:: Records to process ::
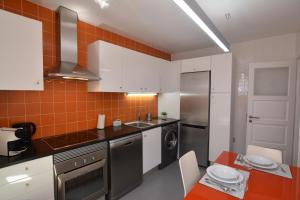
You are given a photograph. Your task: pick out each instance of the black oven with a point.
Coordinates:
(81, 173)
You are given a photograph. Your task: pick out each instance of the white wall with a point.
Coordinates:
(170, 103)
(263, 50)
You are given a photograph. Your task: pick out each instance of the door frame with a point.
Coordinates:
(291, 98)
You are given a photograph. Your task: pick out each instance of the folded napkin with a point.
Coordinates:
(236, 190)
(282, 170)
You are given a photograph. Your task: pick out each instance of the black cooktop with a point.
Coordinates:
(67, 140)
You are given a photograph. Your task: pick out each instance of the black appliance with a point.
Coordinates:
(81, 173)
(25, 131)
(126, 165)
(169, 142)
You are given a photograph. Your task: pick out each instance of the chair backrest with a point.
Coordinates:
(189, 169)
(274, 154)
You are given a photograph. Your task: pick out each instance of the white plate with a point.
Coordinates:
(224, 174)
(260, 162)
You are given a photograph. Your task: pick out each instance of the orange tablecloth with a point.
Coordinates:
(261, 185)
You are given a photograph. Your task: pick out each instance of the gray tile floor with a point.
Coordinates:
(162, 184)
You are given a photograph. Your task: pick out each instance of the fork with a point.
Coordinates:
(222, 187)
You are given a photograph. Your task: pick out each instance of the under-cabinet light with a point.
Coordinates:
(141, 94)
(74, 78)
(189, 11)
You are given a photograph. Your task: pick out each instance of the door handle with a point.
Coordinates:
(253, 117)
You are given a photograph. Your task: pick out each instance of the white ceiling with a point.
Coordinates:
(161, 24)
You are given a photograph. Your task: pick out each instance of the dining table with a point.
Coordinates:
(261, 185)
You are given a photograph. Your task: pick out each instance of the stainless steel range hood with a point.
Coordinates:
(68, 68)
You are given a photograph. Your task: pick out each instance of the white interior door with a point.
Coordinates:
(271, 104)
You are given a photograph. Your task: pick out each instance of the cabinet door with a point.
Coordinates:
(21, 53)
(151, 76)
(221, 73)
(151, 149)
(134, 65)
(196, 64)
(106, 60)
(170, 76)
(219, 138)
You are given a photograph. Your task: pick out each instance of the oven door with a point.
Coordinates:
(86, 183)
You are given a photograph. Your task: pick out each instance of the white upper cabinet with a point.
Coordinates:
(221, 73)
(170, 76)
(106, 60)
(141, 72)
(123, 70)
(21, 53)
(196, 64)
(152, 74)
(134, 66)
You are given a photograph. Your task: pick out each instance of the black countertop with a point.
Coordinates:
(39, 148)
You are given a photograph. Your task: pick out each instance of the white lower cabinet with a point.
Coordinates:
(36, 181)
(151, 149)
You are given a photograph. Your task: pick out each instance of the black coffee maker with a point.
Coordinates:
(25, 132)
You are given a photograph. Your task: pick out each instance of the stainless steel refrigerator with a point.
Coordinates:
(194, 114)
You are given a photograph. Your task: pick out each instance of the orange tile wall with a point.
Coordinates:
(65, 105)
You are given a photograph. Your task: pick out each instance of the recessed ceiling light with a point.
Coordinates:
(200, 18)
(102, 3)
(228, 16)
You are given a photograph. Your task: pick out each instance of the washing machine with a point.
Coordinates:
(169, 142)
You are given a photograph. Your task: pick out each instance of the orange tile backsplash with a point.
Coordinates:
(66, 105)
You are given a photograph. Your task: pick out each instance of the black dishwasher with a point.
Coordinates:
(126, 165)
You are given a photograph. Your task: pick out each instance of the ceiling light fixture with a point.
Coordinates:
(102, 3)
(200, 18)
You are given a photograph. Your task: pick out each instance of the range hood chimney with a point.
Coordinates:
(68, 67)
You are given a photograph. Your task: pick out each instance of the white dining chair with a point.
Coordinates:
(274, 154)
(189, 170)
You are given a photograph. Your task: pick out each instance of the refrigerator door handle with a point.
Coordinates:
(195, 126)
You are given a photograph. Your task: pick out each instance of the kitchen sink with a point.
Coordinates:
(139, 124)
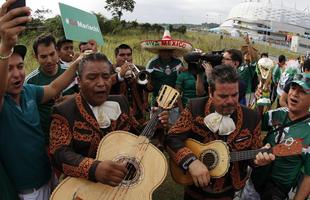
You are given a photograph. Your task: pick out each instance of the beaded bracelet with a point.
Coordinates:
(6, 57)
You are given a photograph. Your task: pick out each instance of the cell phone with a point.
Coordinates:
(18, 4)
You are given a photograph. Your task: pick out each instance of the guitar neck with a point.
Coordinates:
(149, 129)
(246, 155)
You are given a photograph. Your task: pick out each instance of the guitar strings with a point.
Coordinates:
(147, 132)
(119, 190)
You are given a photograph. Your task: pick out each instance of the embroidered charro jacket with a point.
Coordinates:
(246, 136)
(75, 135)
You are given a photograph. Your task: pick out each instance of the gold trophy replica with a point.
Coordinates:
(265, 66)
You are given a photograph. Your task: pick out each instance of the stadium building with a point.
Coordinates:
(269, 22)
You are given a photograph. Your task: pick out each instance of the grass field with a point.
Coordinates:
(204, 41)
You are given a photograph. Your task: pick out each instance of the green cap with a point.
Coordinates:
(304, 81)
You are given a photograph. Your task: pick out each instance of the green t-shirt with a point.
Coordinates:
(7, 191)
(163, 73)
(186, 82)
(37, 77)
(22, 142)
(285, 170)
(276, 74)
(247, 73)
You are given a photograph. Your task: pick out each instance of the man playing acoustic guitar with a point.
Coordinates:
(219, 117)
(79, 124)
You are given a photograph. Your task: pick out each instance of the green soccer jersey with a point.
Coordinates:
(285, 170)
(37, 77)
(186, 82)
(247, 73)
(163, 73)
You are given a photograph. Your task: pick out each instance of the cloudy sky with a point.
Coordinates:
(165, 11)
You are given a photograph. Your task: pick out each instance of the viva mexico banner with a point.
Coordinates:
(80, 25)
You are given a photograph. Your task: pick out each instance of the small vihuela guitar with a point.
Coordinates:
(217, 157)
(147, 166)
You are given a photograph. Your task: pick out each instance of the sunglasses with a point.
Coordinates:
(301, 77)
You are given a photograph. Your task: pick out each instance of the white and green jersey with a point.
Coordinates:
(285, 170)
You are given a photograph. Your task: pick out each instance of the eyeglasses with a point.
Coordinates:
(226, 58)
(302, 77)
(125, 54)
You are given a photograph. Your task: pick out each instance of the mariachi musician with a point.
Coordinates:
(129, 81)
(218, 117)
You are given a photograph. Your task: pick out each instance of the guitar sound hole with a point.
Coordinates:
(209, 158)
(134, 173)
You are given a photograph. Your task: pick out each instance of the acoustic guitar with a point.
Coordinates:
(216, 156)
(147, 166)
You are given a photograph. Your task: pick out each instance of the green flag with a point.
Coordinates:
(80, 25)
:::
_Stated exercise_. Copy all of the records above word for word, leaving out the pictures.

_Answer for the task_.
You are given a photograph. Your task: pick out each instance of the black oven with a point.
Coordinates:
(81, 173)
You are given a photograph. Your task: pick out each instance of the white wall with a point.
Coordinates:
(170, 103)
(263, 50)
You are given a photograph. Your task: pick out each instance of the door frame with a point.
Coordinates:
(291, 98)
You are given a photograph. Your task: pick out each instance of the folded napkin with a point.
Coordinates:
(236, 190)
(282, 170)
You are given a photograph. Your task: pick out each instance of the black cooktop with a point.
Coordinates:
(67, 140)
You are given a photograph. Your task: pick out each instance of the black appliance with a point.
Coordinates:
(81, 173)
(25, 131)
(126, 165)
(169, 142)
You are given a photograph. Your task: pick out each instance of the chair backrest with a point.
Coordinates:
(189, 169)
(274, 154)
You are given a photograph. Your task: pick out each instance of the white plate with a point.
Coordinates:
(224, 174)
(260, 162)
You are given a photograph. Your task: pick out each instance of the orange tablecloth with a point.
Coordinates:
(261, 185)
You are given a photograph. Your task: pick out each instance of the gray tile floor with a point.
Coordinates:
(162, 184)
You are given a photograph. Your task: pick out each instance of the fork with a point.
Coordinates:
(222, 187)
You are given a photograph. Your task: pick out each instance of the under-cabinet light with a point.
Coordinates:
(141, 94)
(74, 78)
(189, 11)
You are given a photograph. Your task: pick out each instance of the door handle with a point.
Coordinates:
(253, 117)
You are given a photograph. Your task: pick out each instance of the white ceiling with a point.
Coordinates:
(161, 24)
You are given a photograph. Your task: pick out each instance of the dining table with a point.
Coordinates:
(261, 185)
You are given a photograph. Your task: pick out each instance of the stainless steel range hood with a point.
Coordinates:
(68, 68)
You are given a photograph. Your task: pick out each instance of the white interior door with a point.
Coordinates:
(271, 104)
You are given a photograph. Your task: pick out each instance of the cabinet door with a point.
Coordinates:
(21, 53)
(151, 76)
(221, 73)
(151, 149)
(134, 65)
(196, 64)
(106, 60)
(170, 76)
(219, 138)
You are given a photograph. Your task: pick out each instance of the oven door with a point.
Coordinates:
(86, 183)
You are given a photograph. Your task: pick out each instance of the white upper cabinet with a point.
Coordinates:
(221, 73)
(170, 76)
(106, 60)
(141, 72)
(123, 70)
(21, 53)
(196, 64)
(152, 74)
(134, 66)
You are given a photograph. Your task: pick out each instance of the black countertop with a point.
Coordinates:
(39, 148)
You are given a photograph. Your task: pick out each instance of the white lower cabinet with a point.
Coordinates:
(36, 181)
(151, 149)
You are given a photograph. Your task: pick out each instance of the black coffee maker with a point.
Coordinates:
(25, 132)
You are given a photograph. Your task: pick out each instance of the stainless steel refrigerator with a point.
Coordinates:
(194, 114)
You are given a photograph. Your task: pick out each instance of the orange tile wall with a point.
Coordinates:
(65, 105)
You are given a photograph. Your task: pick out each instance of the recessed ceiling light with a point.
Coordinates:
(200, 18)
(102, 3)
(228, 16)
You are given a photograph. Your task: pick out each instance of the washing machine with a point.
Coordinates:
(169, 142)
You are given a photograph. Your task: pick out each instance of the orange tile backsplash with a point.
Coordinates:
(66, 105)
You are given a photograph. Your task: pick out each instance of the black dishwasher with a point.
Coordinates:
(126, 165)
You are given a photograph. Your task: pick out each instance of the ceiling light fixture with a point.
Coordinates:
(102, 3)
(200, 18)
You are given a photograph. Your task: pick out each instance of the range hood chimney with a point.
Coordinates:
(68, 67)
You are given a photograph. Your task: pick out each instance of the white dining chair with a point.
Coordinates:
(274, 154)
(189, 170)
You are given a photograph. Your task: pick out each instance of the refrigerator door handle with a point.
Coordinates:
(195, 126)
You are given a photograph. Your task: pick out each instance of the kitchen sink with a point.
Coordinates:
(139, 124)
You are given a photograph. Your task: pick out each instance of the beaded bracelet with a point.
Coordinates:
(6, 57)
You are given a photograph. Your task: pick out each instance of the cell phone with a point.
Coordinates:
(18, 4)
You are given a photograph. Your task: pick out each instance of the guitar neck with a point.
Coordinates:
(149, 129)
(246, 155)
You are given a photograph. Your task: pick out each instance of the guitar strings with a point.
Coordinates:
(147, 132)
(119, 190)
You are given a photograph. Your task: pick out each instance of the embroidered charro jacket with a point.
Coordinates:
(246, 136)
(75, 135)
You are given a photograph. Your task: pick out each instance of the gold trophy replica with a point.
Coordinates:
(265, 66)
You are given a photograph. Your task: pick out each instance of the stadium building with a point.
Coordinates:
(269, 22)
You are given a photograph. Your task: pick out each instance of the grass field with a point.
Coordinates:
(204, 41)
You are given a photograph. Your task: pick out each instance of the green cap with a point.
Coordinates:
(304, 81)
You are given a photograph. Your task: pick out each instance of the green t-shirt with a point.
Coordinates:
(7, 191)
(163, 73)
(186, 82)
(37, 77)
(22, 142)
(285, 170)
(276, 74)
(247, 73)
You are given a photograph. Your task: pick out each instance of the man playing acoustic guitar with a point.
Coordinates:
(219, 117)
(79, 124)
You are given a photograph. Your task: pick out each instance of the green soccer jersey with a point.
Coordinates:
(285, 170)
(37, 77)
(186, 82)
(247, 73)
(163, 73)
You are given a photograph. Your task: pick out each instance of the cloudy sky with a point.
Coordinates:
(165, 11)
You are given a photograph. Your task: pick out each instance of the viva mexico banner with a point.
Coordinates:
(80, 25)
You are given a photograph. Your task: pick out each instance of the small vihuela guitar with a point.
Coordinates:
(217, 157)
(147, 166)
You are given a photograph. Your task: pick out each instance of the sunglasses with a point.
Coordinates:
(301, 77)
You are given a photograph. Your task: pick out each instance of the white and green jersey with a point.
Coordinates:
(285, 170)
You are given a photograph. Your task: pick out each instance of the eyeglasses with a point.
Coordinates:
(226, 58)
(302, 77)
(125, 54)
You are given a photograph. Your task: pick out each instance of the mariachi musician with a point.
Coordinates:
(129, 81)
(218, 117)
You are given a photograph. Your task: pick out each instance of the guitar sound hole with a point.
Coordinates:
(209, 158)
(134, 173)
You are given a photograph. Your task: pick out each instance of the acoustic guitar with a point.
Coordinates:
(216, 156)
(147, 166)
You are given a photograph. Your task: pick out each instance of the green flag with a point.
Coordinates:
(80, 25)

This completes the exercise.